- _What is needed_
In the material below, repeat only the lines from the one that holds "sky? Mark that spot." through the final line, exactly as they stand.

- _Recorded information_
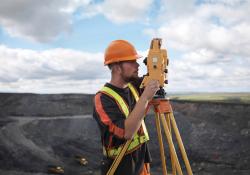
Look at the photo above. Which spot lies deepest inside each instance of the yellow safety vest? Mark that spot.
(137, 140)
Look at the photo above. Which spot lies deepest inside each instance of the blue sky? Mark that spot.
(57, 46)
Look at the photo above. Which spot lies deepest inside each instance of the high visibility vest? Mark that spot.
(137, 139)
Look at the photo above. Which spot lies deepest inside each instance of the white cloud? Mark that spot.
(211, 41)
(51, 71)
(40, 21)
(119, 11)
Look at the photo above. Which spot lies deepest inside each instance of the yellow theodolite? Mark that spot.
(157, 62)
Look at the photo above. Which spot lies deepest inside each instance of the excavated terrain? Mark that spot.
(38, 131)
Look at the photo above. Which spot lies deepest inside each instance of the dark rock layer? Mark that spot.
(41, 130)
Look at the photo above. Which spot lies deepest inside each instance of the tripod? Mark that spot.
(163, 115)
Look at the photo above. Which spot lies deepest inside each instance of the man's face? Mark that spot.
(129, 70)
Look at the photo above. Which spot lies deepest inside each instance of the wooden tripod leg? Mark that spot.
(181, 146)
(118, 158)
(171, 144)
(163, 160)
(167, 116)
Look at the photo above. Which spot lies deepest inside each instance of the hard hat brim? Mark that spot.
(129, 58)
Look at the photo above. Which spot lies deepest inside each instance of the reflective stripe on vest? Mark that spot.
(137, 140)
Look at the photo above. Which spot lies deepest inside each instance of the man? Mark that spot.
(119, 109)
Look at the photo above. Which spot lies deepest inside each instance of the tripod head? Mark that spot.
(157, 63)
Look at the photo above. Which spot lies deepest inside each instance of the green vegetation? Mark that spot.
(236, 98)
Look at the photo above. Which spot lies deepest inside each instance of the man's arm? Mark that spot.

- _Result for this task_
Look at the photo above. Which spot lies deepest inside each instance of the blue sky? Mark that spot.
(57, 46)
Look at the photo above. Which spot lies deepest inside each instance of the high visibility vest? Mark that spot.
(137, 139)
Look at the photo above. Which spot lies deepest inside each instance of the white cloud? Mark that spot.
(211, 41)
(51, 71)
(40, 21)
(119, 11)
Look at the photo above. Which spot lies deepest inside each instance of the yellow theodolite? Mark that spot.
(157, 62)
Look at the photo above. Which spot lies deepest inside each instance of the excavated terrain? Mark that spot.
(38, 131)
Look at the photo above. Which spot lies deepest inside each instance of the dark rock layer? Mark that spot.
(41, 130)
Look at the photo above. Which spot lies deepest inside each instance of the tripod? Mark that spot.
(163, 115)
Look at the photo above. Which spot lies deepest inside each instance of the man's face? Mark that spot.
(129, 70)
Look at the photo above. Which spot lies deepest inside each instance of the wooden tripod leg? Mark that spot.
(181, 146)
(118, 158)
(171, 144)
(163, 160)
(167, 116)
Look at the photo above. Which spot lies deepest inside each instance of the hard hat brim? Mark that spot.
(129, 58)
Look at the photo above. Which spot lies deepest inside each instance of the reflective stripe on vest? Mark that spot.
(137, 140)
Look at the photo above. Which spot lies deepest inside each instance of the man? Mark that spot.
(119, 109)
Look at the photo above. Which spot lies deepest inside each instance of the tripod head? Mark that spot.
(157, 63)
Look at the photo above. Which spot lies deepest inside each instance of the green vegetation? Mark that spot.
(236, 98)
Look at the photo above. Which spot lies deepest inside each instance of the man's arm? Mark that spot.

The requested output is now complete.